** Given records **
— Begin —
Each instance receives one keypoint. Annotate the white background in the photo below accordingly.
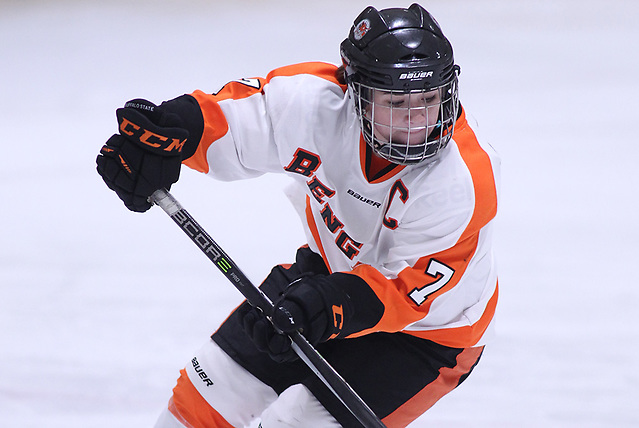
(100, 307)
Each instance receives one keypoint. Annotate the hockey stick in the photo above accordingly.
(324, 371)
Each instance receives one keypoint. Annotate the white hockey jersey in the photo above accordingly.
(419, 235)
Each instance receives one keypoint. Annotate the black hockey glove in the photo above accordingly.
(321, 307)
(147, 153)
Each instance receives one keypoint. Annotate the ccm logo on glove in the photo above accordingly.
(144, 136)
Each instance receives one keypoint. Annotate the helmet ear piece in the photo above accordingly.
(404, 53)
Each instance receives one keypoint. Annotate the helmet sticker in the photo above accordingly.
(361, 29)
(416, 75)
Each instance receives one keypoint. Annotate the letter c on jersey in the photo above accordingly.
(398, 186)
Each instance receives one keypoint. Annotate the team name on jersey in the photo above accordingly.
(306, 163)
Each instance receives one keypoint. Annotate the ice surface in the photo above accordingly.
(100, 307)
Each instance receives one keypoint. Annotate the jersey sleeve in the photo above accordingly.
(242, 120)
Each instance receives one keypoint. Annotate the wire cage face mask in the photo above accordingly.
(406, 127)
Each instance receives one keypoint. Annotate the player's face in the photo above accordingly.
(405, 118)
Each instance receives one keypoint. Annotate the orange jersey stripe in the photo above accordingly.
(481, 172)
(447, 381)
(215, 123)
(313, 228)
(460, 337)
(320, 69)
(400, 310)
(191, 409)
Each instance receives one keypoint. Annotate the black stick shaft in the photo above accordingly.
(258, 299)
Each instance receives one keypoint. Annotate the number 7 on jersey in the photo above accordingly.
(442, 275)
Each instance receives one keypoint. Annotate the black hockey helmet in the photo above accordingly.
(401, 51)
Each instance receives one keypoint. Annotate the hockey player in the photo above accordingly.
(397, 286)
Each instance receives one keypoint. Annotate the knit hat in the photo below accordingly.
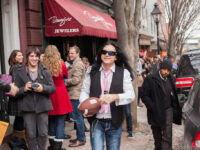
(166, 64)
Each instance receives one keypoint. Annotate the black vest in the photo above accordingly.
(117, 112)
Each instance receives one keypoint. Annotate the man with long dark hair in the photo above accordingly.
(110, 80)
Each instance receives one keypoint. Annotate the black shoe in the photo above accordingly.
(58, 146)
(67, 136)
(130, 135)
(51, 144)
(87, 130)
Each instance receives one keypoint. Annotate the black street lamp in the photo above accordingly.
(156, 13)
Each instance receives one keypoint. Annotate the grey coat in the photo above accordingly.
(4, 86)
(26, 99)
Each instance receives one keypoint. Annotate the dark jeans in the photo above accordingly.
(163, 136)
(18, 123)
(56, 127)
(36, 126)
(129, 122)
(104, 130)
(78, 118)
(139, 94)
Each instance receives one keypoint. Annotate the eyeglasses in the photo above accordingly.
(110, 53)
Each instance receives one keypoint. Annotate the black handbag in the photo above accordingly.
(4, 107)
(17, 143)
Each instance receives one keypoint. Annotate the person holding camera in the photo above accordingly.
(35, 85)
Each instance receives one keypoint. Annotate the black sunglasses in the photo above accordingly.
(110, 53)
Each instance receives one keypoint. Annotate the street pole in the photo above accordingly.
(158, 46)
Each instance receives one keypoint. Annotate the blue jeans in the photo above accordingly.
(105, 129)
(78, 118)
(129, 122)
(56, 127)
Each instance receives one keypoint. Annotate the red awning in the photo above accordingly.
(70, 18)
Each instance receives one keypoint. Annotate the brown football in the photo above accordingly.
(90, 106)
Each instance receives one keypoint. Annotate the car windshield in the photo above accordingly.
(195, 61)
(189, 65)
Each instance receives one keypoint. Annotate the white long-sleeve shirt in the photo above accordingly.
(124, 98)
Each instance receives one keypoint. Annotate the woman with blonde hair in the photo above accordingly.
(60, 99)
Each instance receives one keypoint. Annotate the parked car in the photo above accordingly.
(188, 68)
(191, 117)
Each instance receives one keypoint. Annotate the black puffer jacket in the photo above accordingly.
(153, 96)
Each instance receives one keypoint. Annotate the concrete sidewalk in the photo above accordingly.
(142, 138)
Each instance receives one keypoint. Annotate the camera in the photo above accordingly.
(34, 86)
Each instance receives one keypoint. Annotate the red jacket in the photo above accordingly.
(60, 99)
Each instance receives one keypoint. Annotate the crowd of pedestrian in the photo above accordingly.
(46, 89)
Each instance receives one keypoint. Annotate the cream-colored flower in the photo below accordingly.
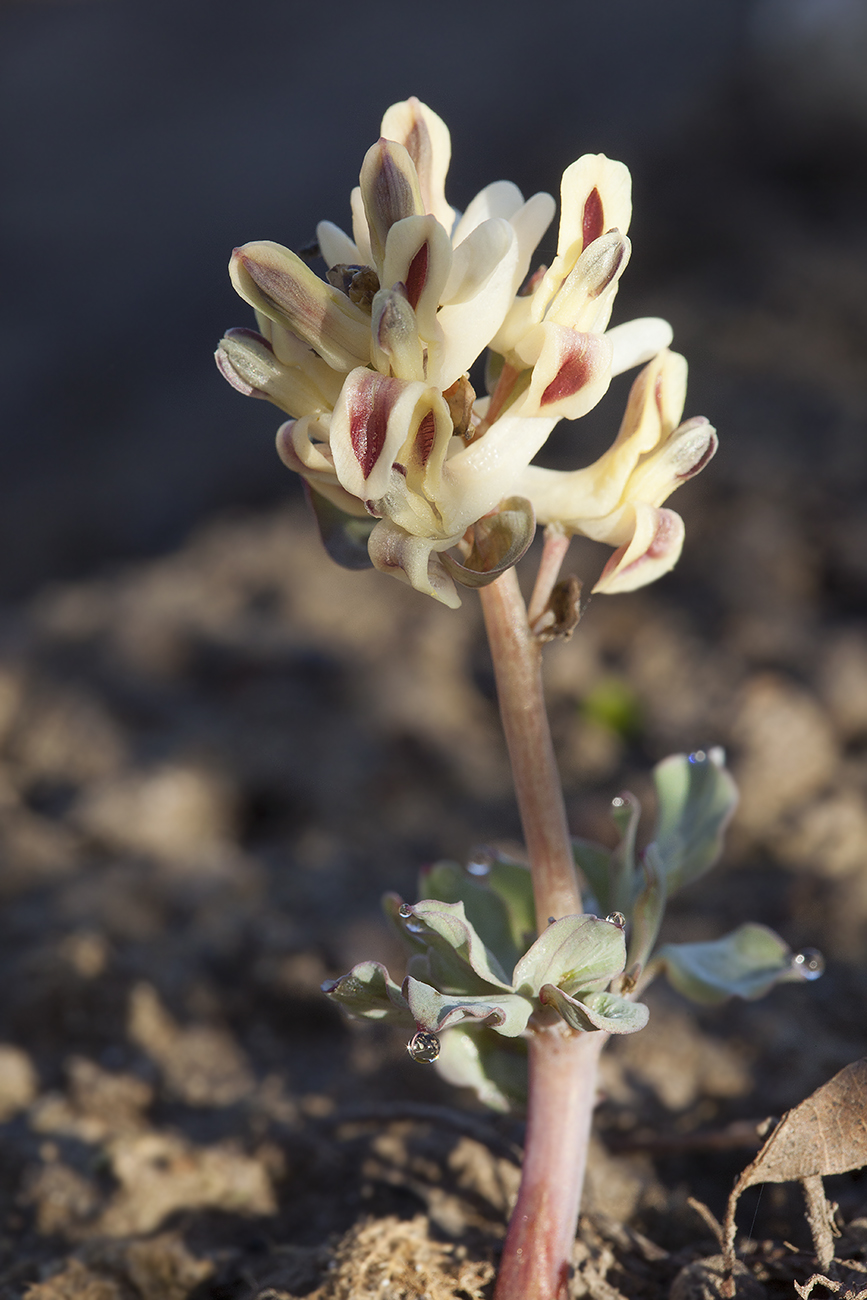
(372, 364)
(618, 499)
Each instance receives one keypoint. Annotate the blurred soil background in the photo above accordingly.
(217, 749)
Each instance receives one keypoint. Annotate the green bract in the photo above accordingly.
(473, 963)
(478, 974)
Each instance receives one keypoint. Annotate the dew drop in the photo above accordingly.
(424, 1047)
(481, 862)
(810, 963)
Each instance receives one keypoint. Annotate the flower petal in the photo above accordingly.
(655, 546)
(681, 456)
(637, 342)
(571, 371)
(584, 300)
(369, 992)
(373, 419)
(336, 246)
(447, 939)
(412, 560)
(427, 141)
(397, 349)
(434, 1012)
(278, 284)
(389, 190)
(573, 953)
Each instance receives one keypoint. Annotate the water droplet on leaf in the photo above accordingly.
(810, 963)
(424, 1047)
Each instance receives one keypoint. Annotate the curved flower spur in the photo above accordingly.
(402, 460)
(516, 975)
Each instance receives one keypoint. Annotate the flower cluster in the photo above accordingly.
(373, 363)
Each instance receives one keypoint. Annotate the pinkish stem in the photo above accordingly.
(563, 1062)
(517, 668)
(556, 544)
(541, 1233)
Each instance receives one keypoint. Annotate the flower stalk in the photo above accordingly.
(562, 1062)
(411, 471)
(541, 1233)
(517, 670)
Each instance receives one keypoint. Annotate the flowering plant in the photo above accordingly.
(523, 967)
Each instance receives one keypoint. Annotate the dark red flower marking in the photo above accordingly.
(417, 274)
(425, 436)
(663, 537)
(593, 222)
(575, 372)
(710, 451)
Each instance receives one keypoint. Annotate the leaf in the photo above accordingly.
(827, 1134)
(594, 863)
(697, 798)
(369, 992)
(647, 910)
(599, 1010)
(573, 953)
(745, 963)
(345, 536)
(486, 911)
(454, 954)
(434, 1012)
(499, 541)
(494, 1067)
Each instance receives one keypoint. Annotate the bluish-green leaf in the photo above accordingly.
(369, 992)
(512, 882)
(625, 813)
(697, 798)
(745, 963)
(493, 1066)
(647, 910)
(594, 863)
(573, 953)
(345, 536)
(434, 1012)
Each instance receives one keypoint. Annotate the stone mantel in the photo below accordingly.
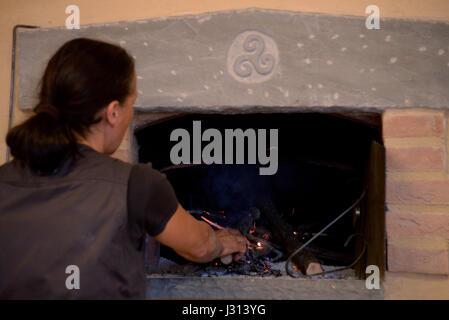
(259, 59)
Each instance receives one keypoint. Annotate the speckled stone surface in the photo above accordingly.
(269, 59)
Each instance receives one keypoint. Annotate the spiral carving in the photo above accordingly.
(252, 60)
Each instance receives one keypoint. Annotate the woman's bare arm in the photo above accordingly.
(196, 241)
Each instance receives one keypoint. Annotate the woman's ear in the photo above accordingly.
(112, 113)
— End —
— Begin —
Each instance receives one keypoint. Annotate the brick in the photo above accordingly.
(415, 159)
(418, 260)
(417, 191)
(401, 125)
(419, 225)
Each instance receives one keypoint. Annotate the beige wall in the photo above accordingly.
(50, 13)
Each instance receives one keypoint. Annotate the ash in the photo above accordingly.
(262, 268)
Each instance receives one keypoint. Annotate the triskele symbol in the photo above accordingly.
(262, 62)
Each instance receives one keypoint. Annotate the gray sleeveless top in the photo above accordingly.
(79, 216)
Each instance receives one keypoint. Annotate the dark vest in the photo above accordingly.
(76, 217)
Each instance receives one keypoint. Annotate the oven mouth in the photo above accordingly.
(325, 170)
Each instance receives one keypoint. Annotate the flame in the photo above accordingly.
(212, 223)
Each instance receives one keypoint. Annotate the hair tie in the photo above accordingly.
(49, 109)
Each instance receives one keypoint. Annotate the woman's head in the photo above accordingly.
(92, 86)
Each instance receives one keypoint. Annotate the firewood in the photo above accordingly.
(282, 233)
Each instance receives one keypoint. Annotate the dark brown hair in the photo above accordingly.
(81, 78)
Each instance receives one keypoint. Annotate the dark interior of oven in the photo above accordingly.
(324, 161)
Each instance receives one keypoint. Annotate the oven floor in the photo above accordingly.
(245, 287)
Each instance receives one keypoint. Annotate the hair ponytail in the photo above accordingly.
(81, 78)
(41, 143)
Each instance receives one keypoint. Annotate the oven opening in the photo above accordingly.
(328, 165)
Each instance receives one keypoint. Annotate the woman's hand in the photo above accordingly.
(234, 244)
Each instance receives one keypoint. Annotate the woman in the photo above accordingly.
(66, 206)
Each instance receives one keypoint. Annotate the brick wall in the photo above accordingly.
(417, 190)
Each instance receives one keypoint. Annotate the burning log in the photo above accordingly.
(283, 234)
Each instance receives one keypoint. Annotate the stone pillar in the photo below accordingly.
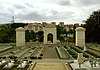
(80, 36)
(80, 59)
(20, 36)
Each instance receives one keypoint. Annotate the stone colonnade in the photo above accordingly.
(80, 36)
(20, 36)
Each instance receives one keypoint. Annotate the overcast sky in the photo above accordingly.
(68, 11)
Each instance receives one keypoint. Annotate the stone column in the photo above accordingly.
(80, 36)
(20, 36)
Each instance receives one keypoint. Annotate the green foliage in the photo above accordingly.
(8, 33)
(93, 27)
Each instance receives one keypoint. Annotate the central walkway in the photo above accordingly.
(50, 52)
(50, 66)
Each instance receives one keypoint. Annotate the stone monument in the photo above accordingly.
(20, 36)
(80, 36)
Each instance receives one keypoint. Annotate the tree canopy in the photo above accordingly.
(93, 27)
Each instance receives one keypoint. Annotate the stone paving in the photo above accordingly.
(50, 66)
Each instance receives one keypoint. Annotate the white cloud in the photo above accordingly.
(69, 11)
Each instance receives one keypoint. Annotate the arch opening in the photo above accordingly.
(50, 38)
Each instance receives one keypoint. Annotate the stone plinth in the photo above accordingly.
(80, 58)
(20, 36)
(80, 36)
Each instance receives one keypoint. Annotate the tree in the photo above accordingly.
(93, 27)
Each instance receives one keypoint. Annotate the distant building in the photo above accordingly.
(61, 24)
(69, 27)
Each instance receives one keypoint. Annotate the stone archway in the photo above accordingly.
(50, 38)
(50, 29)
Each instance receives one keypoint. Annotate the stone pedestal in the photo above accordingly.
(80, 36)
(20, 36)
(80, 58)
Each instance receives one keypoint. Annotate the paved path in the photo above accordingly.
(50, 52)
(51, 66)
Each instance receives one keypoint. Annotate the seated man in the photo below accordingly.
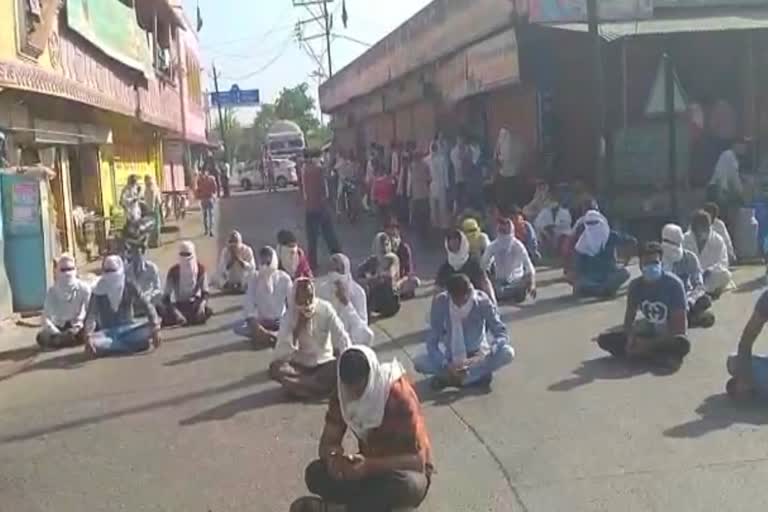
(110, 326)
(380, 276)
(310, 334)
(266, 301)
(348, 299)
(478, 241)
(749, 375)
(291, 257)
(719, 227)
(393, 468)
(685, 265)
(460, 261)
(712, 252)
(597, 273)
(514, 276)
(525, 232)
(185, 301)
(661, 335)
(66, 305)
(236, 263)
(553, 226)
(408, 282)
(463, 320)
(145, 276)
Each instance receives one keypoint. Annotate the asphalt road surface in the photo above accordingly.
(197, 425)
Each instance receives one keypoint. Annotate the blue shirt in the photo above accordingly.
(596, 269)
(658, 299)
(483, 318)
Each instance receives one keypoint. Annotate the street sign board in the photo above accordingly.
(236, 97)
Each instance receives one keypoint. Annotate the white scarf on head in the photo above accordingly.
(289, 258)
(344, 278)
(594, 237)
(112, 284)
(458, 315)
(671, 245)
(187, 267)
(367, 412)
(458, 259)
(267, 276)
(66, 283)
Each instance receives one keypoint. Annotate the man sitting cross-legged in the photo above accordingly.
— End —
** Goal of the exercise **
Collect every line of the material above that contains the string "brick", treating uppercase and lowercase letters as distinct.

** Response for this exercise **
Each instance receives one keypoint. Annotate the brick in the photo above accordingly.
Each instance receives one keypoint. Annotate the brick wall in the photo above accordingly.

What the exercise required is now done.